## Extracted entries
+ + + + + + +
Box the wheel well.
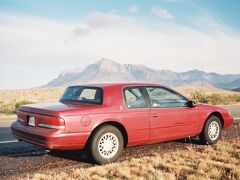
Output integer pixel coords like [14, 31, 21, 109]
[86, 121, 128, 147]
[208, 111, 224, 127]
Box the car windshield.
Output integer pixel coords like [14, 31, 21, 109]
[60, 86, 103, 104]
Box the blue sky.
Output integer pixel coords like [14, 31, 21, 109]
[0, 0, 240, 89]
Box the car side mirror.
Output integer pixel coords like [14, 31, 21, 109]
[186, 100, 196, 108]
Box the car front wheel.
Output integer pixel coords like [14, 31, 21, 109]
[89, 125, 124, 164]
[199, 115, 222, 144]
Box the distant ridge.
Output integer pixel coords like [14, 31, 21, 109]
[45, 58, 240, 90]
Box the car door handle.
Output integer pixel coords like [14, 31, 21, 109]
[151, 114, 158, 117]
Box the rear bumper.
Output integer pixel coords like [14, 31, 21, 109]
[223, 116, 233, 128]
[11, 121, 90, 150]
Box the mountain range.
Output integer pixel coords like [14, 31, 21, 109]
[45, 58, 240, 91]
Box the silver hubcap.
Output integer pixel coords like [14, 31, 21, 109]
[208, 121, 219, 141]
[98, 133, 119, 158]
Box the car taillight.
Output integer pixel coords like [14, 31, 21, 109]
[38, 117, 65, 129]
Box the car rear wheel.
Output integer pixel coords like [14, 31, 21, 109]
[89, 125, 124, 164]
[199, 115, 222, 144]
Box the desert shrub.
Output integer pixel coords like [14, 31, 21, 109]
[15, 100, 34, 112]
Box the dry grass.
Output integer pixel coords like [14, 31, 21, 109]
[0, 86, 240, 115]
[25, 139, 240, 180]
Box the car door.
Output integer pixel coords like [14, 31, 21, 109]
[145, 86, 199, 143]
[121, 86, 150, 146]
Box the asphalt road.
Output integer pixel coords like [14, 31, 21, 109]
[0, 105, 240, 179]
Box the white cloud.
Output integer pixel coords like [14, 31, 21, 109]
[85, 11, 123, 28]
[151, 6, 174, 20]
[128, 4, 139, 13]
[0, 12, 240, 88]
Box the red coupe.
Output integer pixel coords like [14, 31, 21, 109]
[11, 83, 233, 164]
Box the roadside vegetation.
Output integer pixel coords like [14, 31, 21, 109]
[0, 86, 240, 116]
[28, 139, 240, 180]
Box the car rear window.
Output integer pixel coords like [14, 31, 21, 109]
[60, 86, 103, 104]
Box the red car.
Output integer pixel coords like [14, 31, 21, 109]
[11, 83, 233, 164]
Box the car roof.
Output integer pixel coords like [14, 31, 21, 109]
[69, 82, 166, 88]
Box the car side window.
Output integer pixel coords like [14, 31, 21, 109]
[146, 87, 188, 108]
[124, 87, 147, 108]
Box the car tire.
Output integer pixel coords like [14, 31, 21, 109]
[199, 115, 222, 144]
[89, 125, 124, 164]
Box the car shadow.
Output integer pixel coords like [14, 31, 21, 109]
[47, 150, 94, 164]
[173, 138, 204, 145]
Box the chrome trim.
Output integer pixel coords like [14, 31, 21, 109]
[17, 118, 24, 122]
[38, 124, 65, 129]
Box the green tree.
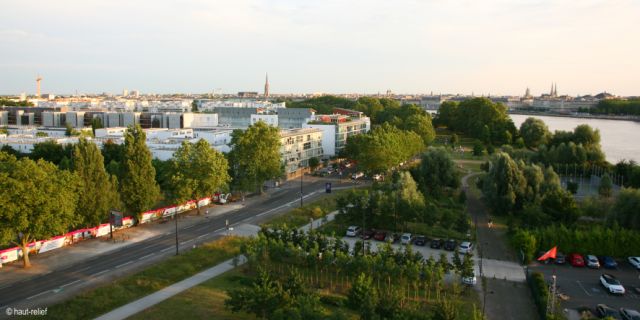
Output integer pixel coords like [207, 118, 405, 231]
[347, 273, 378, 320]
[416, 148, 460, 196]
[309, 157, 320, 171]
[0, 153, 79, 268]
[520, 117, 550, 148]
[598, 174, 613, 198]
[229, 121, 283, 193]
[72, 139, 120, 227]
[482, 153, 527, 214]
[120, 125, 160, 215]
[170, 139, 231, 214]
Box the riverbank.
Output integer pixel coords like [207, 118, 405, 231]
[509, 110, 640, 122]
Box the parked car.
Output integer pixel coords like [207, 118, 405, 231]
[362, 229, 376, 240]
[596, 303, 618, 319]
[586, 254, 600, 269]
[569, 253, 584, 268]
[620, 308, 640, 320]
[347, 226, 360, 237]
[444, 239, 457, 251]
[458, 241, 473, 253]
[413, 236, 427, 246]
[598, 256, 618, 269]
[400, 233, 413, 244]
[384, 232, 400, 243]
[600, 273, 625, 294]
[627, 257, 640, 270]
[431, 239, 444, 249]
[373, 231, 387, 241]
[462, 274, 478, 286]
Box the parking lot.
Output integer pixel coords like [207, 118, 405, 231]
[529, 260, 640, 310]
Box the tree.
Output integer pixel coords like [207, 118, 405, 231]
[120, 125, 160, 215]
[347, 273, 378, 320]
[91, 117, 104, 136]
[416, 148, 460, 196]
[520, 117, 550, 148]
[598, 173, 613, 198]
[0, 153, 79, 268]
[72, 139, 120, 227]
[170, 139, 231, 214]
[309, 157, 320, 171]
[229, 121, 283, 193]
[482, 153, 527, 214]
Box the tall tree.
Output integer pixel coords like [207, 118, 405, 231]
[229, 121, 283, 193]
[482, 153, 527, 214]
[520, 117, 550, 148]
[120, 125, 160, 215]
[416, 148, 460, 196]
[0, 152, 79, 268]
[171, 139, 230, 214]
[72, 139, 121, 227]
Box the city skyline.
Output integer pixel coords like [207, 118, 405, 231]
[0, 0, 640, 96]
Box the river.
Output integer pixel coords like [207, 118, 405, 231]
[510, 114, 640, 164]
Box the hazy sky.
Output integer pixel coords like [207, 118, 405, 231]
[0, 0, 640, 95]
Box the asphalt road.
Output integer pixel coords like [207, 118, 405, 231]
[529, 261, 640, 310]
[0, 177, 353, 316]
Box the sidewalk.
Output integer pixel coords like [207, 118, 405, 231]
[0, 194, 262, 287]
[96, 211, 338, 320]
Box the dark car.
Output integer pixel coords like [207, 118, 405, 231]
[596, 303, 619, 319]
[598, 256, 618, 269]
[431, 239, 444, 249]
[362, 229, 376, 240]
[373, 231, 387, 241]
[413, 236, 427, 246]
[444, 239, 458, 251]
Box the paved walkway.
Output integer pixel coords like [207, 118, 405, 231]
[96, 211, 338, 320]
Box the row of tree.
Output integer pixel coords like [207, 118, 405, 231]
[225, 228, 478, 319]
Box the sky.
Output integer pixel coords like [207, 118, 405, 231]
[0, 0, 640, 95]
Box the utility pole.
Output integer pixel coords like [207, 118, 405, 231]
[173, 212, 179, 256]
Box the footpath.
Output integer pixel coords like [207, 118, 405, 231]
[462, 173, 539, 320]
[96, 211, 338, 320]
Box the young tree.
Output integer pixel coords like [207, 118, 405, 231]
[347, 273, 378, 320]
[520, 117, 551, 148]
[72, 139, 120, 227]
[229, 121, 283, 193]
[120, 125, 160, 215]
[598, 173, 613, 198]
[170, 139, 231, 214]
[416, 148, 460, 196]
[0, 152, 79, 268]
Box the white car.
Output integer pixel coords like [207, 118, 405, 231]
[600, 273, 625, 294]
[458, 241, 473, 253]
[462, 274, 478, 286]
[586, 254, 600, 269]
[400, 233, 412, 244]
[347, 226, 360, 237]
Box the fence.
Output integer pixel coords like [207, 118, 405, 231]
[0, 196, 215, 265]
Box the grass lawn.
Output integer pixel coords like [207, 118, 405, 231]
[49, 236, 244, 319]
[262, 190, 349, 227]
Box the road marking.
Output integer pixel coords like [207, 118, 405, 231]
[93, 269, 109, 277]
[576, 280, 592, 297]
[27, 290, 51, 300]
[116, 261, 133, 269]
[138, 253, 155, 260]
[60, 279, 82, 288]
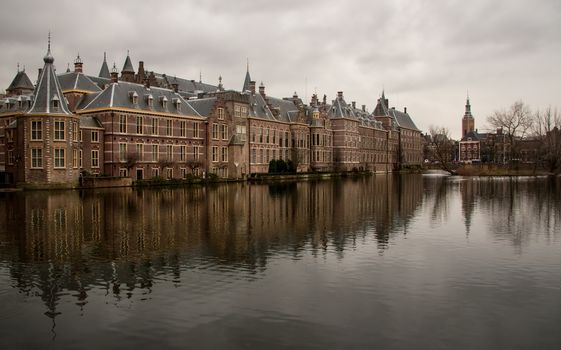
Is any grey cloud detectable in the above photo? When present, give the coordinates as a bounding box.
[0,0,561,136]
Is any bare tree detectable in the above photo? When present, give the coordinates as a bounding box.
[533,107,561,174]
[428,126,455,174]
[487,101,533,162]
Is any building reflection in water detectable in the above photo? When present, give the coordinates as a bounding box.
[0,176,423,318]
[0,175,561,326]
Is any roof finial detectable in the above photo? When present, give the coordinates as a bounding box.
[43,30,55,64]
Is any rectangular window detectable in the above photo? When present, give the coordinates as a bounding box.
[72,122,78,142]
[212,146,218,162]
[54,148,66,169]
[151,117,158,135]
[179,120,187,137]
[72,148,78,168]
[31,120,43,141]
[54,120,65,141]
[92,149,99,168]
[136,143,144,161]
[179,145,187,162]
[119,143,127,162]
[166,145,173,161]
[212,124,218,140]
[119,114,127,133]
[31,148,43,169]
[166,119,173,136]
[152,145,159,162]
[136,115,144,135]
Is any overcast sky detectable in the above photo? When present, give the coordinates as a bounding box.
[0,0,561,137]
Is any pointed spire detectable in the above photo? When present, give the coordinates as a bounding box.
[242,58,251,92]
[464,92,473,118]
[27,37,72,115]
[121,50,134,74]
[43,31,55,64]
[98,52,111,79]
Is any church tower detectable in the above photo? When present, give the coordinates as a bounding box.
[462,95,475,138]
[16,34,80,187]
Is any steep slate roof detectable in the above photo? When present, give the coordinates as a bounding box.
[187,97,217,117]
[154,72,218,92]
[121,53,134,73]
[80,81,200,116]
[58,72,101,92]
[242,67,251,92]
[87,75,111,88]
[373,92,420,131]
[389,108,420,131]
[6,69,35,91]
[27,41,72,115]
[80,115,103,129]
[267,96,299,123]
[328,96,357,119]
[0,94,33,113]
[98,52,111,79]
[246,92,277,120]
[461,131,486,141]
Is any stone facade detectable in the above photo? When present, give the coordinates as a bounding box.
[0,43,422,186]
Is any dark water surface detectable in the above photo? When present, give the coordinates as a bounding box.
[0,175,561,349]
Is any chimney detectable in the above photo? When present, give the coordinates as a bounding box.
[74,54,84,73]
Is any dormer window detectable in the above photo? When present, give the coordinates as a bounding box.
[129,91,138,105]
[173,98,181,111]
[52,95,60,109]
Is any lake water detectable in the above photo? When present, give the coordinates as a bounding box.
[0,175,561,349]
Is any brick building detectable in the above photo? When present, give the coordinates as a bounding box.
[0,43,422,187]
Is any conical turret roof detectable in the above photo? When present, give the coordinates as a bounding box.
[121,52,134,74]
[27,37,72,115]
[99,52,111,79]
[7,70,34,91]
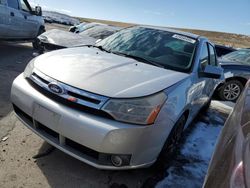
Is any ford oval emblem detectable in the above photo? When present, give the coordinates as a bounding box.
[48,82,64,95]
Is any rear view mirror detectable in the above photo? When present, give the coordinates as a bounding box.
[200,65,223,79]
[35,6,42,16]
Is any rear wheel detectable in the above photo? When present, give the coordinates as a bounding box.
[219,80,244,101]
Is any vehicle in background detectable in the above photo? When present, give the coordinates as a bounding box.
[0,0,45,47]
[43,11,80,26]
[38,25,121,53]
[215,44,236,57]
[69,22,87,33]
[217,49,250,101]
[203,80,250,188]
[69,22,107,33]
[11,26,223,170]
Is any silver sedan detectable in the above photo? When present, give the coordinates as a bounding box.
[11,26,223,170]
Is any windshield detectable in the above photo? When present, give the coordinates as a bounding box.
[77,23,105,33]
[80,26,120,39]
[223,49,250,64]
[97,27,196,72]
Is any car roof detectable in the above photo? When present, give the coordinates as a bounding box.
[138,25,200,39]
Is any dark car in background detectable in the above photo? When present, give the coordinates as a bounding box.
[218,49,250,101]
[203,81,250,188]
[38,25,121,53]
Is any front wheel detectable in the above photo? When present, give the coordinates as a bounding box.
[219,80,244,102]
[158,115,187,161]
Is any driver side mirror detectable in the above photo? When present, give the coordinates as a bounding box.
[199,65,224,79]
[35,6,42,16]
[95,39,102,44]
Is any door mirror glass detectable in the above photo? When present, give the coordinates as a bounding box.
[35,6,42,16]
[95,39,102,44]
[200,65,223,79]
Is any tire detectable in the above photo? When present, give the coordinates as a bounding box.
[158,114,187,161]
[32,27,45,50]
[219,80,244,102]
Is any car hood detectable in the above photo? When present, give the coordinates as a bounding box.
[34,47,189,98]
[38,29,96,48]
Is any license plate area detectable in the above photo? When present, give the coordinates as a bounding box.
[33,103,61,132]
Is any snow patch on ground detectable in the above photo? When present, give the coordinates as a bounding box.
[156,101,234,188]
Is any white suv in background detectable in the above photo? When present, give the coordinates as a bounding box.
[0,0,45,46]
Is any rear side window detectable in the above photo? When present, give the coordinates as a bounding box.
[208,44,217,66]
[7,0,19,9]
[200,43,209,69]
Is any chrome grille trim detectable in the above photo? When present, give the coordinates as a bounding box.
[29,69,109,110]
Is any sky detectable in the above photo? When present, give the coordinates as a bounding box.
[29,0,250,35]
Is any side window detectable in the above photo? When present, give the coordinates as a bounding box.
[7,0,19,9]
[20,0,30,12]
[208,44,217,66]
[200,43,209,69]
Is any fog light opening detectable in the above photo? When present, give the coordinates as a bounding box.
[111,155,123,167]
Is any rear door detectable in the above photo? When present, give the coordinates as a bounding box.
[7,0,25,39]
[20,0,39,38]
[188,42,215,115]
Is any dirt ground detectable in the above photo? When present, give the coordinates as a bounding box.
[0,25,233,188]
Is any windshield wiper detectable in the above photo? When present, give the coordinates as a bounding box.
[92,45,110,53]
[110,51,165,68]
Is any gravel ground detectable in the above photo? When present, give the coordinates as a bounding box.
[0,24,234,188]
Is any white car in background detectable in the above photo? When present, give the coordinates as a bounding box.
[0,0,45,47]
[11,26,223,170]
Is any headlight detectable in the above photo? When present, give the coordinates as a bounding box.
[23,59,35,78]
[102,92,167,125]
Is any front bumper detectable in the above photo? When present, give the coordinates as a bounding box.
[11,74,170,170]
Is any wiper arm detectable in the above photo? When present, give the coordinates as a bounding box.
[92,45,110,53]
[111,51,165,68]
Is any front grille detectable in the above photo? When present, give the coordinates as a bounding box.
[27,71,113,119]
[28,79,113,119]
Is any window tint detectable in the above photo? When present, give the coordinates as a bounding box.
[7,0,19,9]
[20,0,29,12]
[223,49,250,64]
[208,44,217,66]
[200,43,209,69]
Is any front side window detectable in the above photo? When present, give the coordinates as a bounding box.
[200,43,209,70]
[223,49,250,64]
[7,0,19,9]
[20,0,30,12]
[208,44,217,66]
[98,27,196,72]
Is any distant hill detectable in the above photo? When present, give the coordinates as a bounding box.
[77,18,250,48]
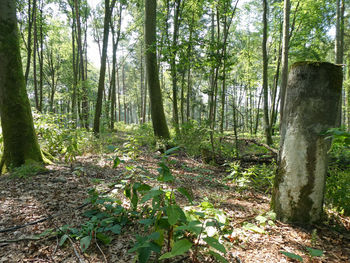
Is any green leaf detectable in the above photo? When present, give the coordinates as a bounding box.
[137,247,152,263]
[159,239,192,260]
[131,189,139,210]
[80,236,91,252]
[243,223,266,234]
[141,190,163,203]
[113,156,122,168]
[306,247,323,257]
[203,237,226,253]
[177,187,193,204]
[58,234,68,247]
[255,215,267,224]
[109,225,122,234]
[96,232,112,245]
[280,251,303,262]
[209,250,228,263]
[157,163,175,182]
[166,205,181,225]
[164,146,180,155]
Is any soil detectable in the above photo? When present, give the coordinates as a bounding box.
[0,139,350,263]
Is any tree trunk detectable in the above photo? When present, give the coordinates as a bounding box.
[280,0,290,125]
[262,0,272,146]
[74,0,89,130]
[93,0,115,135]
[145,0,170,139]
[0,0,43,174]
[24,0,36,85]
[272,62,342,224]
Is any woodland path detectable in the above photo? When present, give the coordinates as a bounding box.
[0,143,350,263]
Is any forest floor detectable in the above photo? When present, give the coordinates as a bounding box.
[0,133,350,263]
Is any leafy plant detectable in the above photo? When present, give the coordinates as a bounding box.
[325,129,350,215]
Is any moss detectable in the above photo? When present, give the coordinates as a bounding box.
[0,5,43,175]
+ + + + + + +
Pick out every line of the listing above that contains the word "distant", and copy each one in full.

## Answer to the exercise
Box the distant ridge.
Is any distant hill detectable in the above photo? When present, give the coordinates as a bounding box.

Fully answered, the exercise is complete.